_EXERCISE INSTRUCTIONS_.
1. Say whether each statement agrees with the article on European car sales, answering yes or no and quoting the words from it that decide the matter: (a) Germany saw a 68.8% drop in full EV sales in August. (b) Plug-in hybrid sales grew in August. (c) August marked the third monthly fall in a row for EV sales.
2. Please write the next part of the article on European car sales, picking up after its final sentence.

European new car sales in August 2024 drop to lowest point in three years – EV registrations down by 44%


European new car sales in August 2024 drop to lowest point in three years – EV registrations down by 44%

New car sales in Europe fell by 18.3% in August to its lowest point in three years, brought about by double-digit losses in major markets such as Germany, France and Italy as well as from dropping electric vehicle (EV) sales, Reuters reports.

According to auto industry body data released earlier this week, last month was the fourth consecutive monthly drop in EV sales, prompting the European Automobile Manufacturers’ Association (ACEA) to ask “EU institutions to come forward with urgent relief measures before new CO2 targets for cars and vans come into effect in 2025.”

The association said that sales of full EVs fell by 43.9% in August, with the continent’s biggest EV markets, Germany and France, recording drops of 68.8% and 33.1% respectively, but it wasn’t just with full electrics, as sales of plug-in hybrids also slumped by 22.3% last month.

In the first eight months of 2024, new BEV registrations accounted for 12.6% of the total volume in Europe, down by 1.4% from the 13.9% from the same period last year. Sales of petrol and diesel vehicles also contracted during the January-August period. but hybrids have gained traction in the overall table, with buyers viewing them as an affordable compromise between ICE and fully-electric paths.

_EXTRACTED RECORDS_.
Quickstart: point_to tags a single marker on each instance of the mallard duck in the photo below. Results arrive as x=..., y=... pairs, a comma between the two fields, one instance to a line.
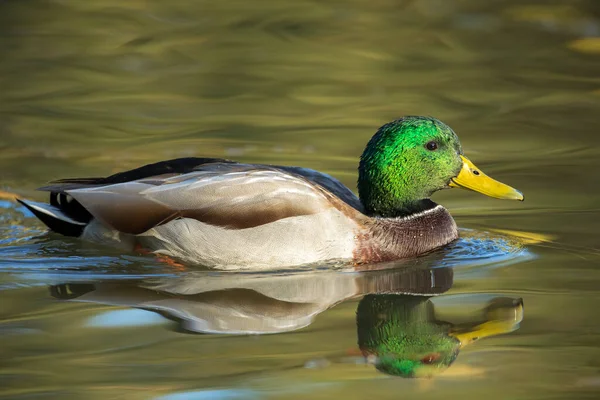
x=222, y=214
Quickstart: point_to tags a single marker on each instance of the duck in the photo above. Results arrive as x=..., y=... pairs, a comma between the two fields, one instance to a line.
x=227, y=215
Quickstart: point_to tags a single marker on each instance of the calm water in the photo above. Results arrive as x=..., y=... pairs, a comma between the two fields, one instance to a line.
x=91, y=88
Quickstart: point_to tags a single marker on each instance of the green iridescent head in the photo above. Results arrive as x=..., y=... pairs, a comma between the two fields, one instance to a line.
x=405, y=162
x=409, y=159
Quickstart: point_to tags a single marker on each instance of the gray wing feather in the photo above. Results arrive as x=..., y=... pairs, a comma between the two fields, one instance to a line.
x=235, y=198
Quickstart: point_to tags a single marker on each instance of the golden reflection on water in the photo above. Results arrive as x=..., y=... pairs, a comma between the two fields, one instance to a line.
x=91, y=88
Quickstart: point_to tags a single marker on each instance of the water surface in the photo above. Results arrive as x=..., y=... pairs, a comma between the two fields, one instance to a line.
x=92, y=88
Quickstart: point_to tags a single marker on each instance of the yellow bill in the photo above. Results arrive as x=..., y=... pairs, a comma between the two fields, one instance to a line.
x=471, y=177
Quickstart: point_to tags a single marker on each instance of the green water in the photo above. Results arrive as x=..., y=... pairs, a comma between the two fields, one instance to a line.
x=92, y=88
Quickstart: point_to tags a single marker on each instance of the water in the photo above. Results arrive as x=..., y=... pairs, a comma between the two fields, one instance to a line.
x=91, y=88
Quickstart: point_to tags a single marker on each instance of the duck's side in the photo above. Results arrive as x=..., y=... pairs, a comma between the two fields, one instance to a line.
x=223, y=214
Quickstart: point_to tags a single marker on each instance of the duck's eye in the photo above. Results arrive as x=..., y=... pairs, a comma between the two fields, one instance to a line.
x=430, y=358
x=431, y=146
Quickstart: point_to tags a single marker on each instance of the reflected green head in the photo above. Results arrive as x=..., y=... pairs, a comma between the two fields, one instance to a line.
x=405, y=162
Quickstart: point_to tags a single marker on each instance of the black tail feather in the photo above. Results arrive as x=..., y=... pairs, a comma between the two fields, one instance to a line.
x=54, y=218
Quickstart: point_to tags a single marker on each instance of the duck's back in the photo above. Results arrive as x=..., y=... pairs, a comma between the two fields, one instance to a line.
x=218, y=213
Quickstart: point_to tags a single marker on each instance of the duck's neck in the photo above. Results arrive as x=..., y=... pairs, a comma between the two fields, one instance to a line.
x=388, y=239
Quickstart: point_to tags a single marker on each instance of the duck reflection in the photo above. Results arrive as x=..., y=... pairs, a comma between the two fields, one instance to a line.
x=237, y=303
x=399, y=330
x=402, y=336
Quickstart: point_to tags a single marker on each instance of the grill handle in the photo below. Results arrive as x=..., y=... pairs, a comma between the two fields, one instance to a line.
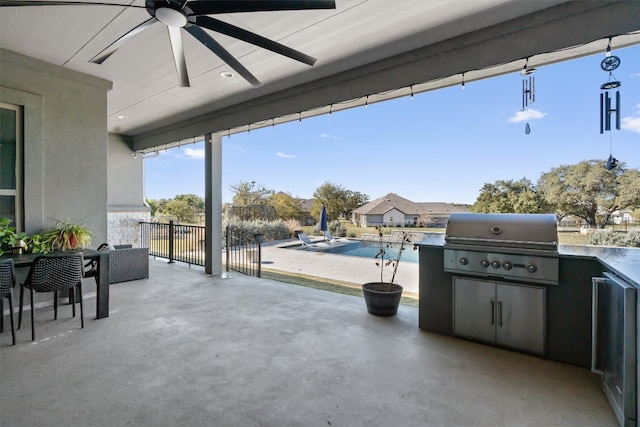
x=485, y=242
x=595, y=281
x=493, y=312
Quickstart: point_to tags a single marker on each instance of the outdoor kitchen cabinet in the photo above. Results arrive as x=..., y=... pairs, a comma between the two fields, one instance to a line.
x=505, y=314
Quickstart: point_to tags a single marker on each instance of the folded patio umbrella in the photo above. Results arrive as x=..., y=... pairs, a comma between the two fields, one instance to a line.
x=323, y=219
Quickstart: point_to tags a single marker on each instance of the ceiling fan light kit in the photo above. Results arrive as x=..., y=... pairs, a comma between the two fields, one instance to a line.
x=191, y=15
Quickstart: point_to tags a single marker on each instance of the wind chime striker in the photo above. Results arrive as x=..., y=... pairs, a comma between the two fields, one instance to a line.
x=608, y=64
x=528, y=90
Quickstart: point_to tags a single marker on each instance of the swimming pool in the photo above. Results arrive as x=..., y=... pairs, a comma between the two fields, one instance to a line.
x=367, y=249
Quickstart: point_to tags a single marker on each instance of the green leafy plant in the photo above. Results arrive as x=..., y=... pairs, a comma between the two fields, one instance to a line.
x=64, y=236
x=8, y=235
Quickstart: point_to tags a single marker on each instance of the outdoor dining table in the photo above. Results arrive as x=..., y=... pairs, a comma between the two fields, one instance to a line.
x=102, y=278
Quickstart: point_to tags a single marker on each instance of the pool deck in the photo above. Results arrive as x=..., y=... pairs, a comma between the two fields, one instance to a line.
x=315, y=262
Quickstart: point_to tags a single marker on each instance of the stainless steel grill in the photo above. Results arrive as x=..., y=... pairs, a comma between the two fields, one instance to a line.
x=508, y=246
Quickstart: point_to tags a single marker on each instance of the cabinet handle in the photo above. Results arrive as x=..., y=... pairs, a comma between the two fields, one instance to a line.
x=595, y=281
x=493, y=312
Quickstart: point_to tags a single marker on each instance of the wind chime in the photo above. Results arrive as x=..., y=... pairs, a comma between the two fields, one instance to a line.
x=528, y=90
x=609, y=63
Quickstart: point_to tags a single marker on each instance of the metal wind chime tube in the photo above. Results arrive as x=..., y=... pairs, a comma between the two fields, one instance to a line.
x=528, y=90
x=608, y=64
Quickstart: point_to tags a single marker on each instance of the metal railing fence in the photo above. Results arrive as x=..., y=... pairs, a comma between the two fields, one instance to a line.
x=244, y=252
x=175, y=242
x=186, y=243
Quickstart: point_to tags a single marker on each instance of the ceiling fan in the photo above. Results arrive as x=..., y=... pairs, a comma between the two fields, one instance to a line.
x=191, y=15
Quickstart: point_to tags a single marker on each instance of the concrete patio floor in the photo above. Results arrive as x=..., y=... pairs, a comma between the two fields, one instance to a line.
x=183, y=348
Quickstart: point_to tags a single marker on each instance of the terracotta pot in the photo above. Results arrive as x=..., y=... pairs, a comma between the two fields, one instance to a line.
x=382, y=298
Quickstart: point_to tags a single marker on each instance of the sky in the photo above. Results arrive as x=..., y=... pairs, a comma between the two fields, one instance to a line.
x=440, y=146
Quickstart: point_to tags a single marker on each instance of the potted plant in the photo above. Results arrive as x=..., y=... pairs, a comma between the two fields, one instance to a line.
x=9, y=238
x=383, y=297
x=65, y=236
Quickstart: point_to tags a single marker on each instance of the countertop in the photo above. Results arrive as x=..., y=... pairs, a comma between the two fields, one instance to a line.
x=624, y=262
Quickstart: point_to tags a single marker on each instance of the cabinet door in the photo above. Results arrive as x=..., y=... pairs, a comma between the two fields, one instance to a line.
x=474, y=309
x=520, y=317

_EXERCISE ANSWERS_.
1.
(a) Yes: "Germany and France, recording drops of 68.8% and 33.1% respectively"
(b) No: "sales of plug-in hybrids also slumped by 22.3% last month"
(c) No: "last month was the fourth consecutive monthly drop in EV sales"

2.
European new car sales in August 2024 drop to lowest point in three years – EV registrations down by 44%

Europe’s three largest carmakers, Volkswagen, Stellantis and Renault fell by 14.8%, 29.5% and 13.9% respectively. Even Tesla was not immune, with the EV maker recording a 43.2% drop last month. In general, sales in the continent are below pre-Covid-19 levels and Volkswagen said that this trend could continue for the foreseeable future.

The slowdown in EV registrations is partly due to diverging policies on green incentives across the union, with regulators having imposed hefty tariffs to try to keep out cheap Chinese EVs, potentially adding to purchase prices. In a bid to revive the market, Germany agreed earlier this month to offer tax deductions of up to 40% for companies on their EV sales.

It’s not all gloom, because campaign group Transport & Environment believes that the market will recover, predicting battery electric cars will reach a total market share of between 20% and 24% by 2025 in the EU, mostly because of lower selling prices.